» Article
===============

Skip to main content

Taking America’s Temperature

March 2024
9min read

OVER THE PAST HALF-CENTURY, POLLING HAS REMADE THE ELECTORAL PROCESS. IS IT HELPING DO THE WORK OF DEMOCRACY MORE EFFECTIVELY—OR ERODING IT?

A polltaker’s lot is perhaps least enviable when his profession is dealt with by historians of presidential elections. Almost all of them give prominent play to polling’s two most celebrated disasters: 1936, when a respected national magazine’s straw poll forecast a loss for Franklin D. Roosevelt, and 1948, when Harry Truman confounded almost universal predictions of defeat and overcame Thomas E. Dewey. These sensational landmarks obscure the fact that in the 14 other elections between 1936 and 1996 no such major mistakes were made. Where is the respect for a batting average of .875? It’s as if every book about modern ships and their builders featured a frontispiece of the Titanic going down.

===============

» Work instructions
**a.** Which two election years does the article on polling name as polling's most celebrated disasters?
**b.** Write a continuation of the article on polling, starting after its final sentence.
The listing after the article on polling plays no part in this work.

===============

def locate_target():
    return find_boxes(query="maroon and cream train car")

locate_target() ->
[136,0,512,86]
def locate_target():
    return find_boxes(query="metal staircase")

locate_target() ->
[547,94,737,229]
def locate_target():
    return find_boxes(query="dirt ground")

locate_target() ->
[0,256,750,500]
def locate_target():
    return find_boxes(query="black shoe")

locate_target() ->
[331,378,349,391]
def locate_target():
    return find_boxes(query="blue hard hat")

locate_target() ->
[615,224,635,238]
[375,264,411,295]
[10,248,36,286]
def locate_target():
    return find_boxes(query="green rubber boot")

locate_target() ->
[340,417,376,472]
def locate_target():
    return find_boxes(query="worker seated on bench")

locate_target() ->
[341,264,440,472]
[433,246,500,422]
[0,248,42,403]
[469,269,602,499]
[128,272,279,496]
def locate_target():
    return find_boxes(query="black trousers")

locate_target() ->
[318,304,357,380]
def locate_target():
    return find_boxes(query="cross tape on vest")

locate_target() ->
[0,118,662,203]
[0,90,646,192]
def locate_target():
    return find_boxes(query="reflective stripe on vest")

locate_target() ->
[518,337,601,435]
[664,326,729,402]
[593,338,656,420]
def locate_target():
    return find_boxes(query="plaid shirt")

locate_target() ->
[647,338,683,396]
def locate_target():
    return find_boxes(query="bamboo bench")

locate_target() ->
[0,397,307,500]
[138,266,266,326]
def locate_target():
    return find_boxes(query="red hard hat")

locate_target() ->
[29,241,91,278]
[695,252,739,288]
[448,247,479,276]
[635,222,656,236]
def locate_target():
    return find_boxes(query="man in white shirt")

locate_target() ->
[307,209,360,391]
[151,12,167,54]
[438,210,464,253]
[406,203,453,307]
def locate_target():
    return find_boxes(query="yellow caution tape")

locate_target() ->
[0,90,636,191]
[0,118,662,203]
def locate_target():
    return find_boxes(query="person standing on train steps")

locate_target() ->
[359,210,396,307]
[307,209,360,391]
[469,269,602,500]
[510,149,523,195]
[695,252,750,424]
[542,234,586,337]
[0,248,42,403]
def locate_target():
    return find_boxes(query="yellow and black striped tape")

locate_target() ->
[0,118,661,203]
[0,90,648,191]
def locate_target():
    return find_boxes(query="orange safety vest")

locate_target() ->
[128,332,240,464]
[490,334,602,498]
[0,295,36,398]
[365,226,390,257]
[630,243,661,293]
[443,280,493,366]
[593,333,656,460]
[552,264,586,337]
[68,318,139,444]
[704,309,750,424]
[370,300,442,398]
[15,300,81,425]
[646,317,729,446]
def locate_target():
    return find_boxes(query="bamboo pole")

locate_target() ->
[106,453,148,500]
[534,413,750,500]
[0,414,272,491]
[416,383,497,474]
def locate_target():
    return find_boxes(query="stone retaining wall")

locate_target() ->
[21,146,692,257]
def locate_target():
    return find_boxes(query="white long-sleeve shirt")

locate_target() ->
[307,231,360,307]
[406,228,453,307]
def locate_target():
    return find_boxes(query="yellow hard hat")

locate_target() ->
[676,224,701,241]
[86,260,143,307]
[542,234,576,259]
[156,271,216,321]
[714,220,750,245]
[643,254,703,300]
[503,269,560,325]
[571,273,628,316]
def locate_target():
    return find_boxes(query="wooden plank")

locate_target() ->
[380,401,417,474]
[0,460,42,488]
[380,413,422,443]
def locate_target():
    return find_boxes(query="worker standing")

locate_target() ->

===============

» Results
**a.** 1936 and 1948.

**b.**
Besides, as public opinion researchers —their preferred term—would be quick to note, those experimental days of 50 and 60 years ago were the dinosaur era of scientific opinion surveys. Target populations are now meticulously sliced and diced into such categories as race, ethnicity, age, income, gender, residence, employment, and education. Precisely focused questions are asked of sample groups that are as nearly as possible a cross section of society, and the answers are endlessly reshuffled by computers for the examination of statisticians. Institutes on university campuses use the results not merely to forecast elections but to track changes in America’s demography, economy, and culture, and their analyses appear in academic quarterlies.

Operating alongside these flagships of social science research are polling teams more pragmatically focused. The major news organizations have their own surveys that provide a continuous flow of “reaction” stories: What do people think of a candidate’s latest proposal, newest response to criticism, choice of assistants, friends? “Tracking polls” keep almost daily score on how he (or she) would fare if the election were to be held immediately. When it actually takes place, “exit polls” allow early projection of winners and losers —and spoil the traditional fun of waiting in suspense before the TV set for the late-hour outcome.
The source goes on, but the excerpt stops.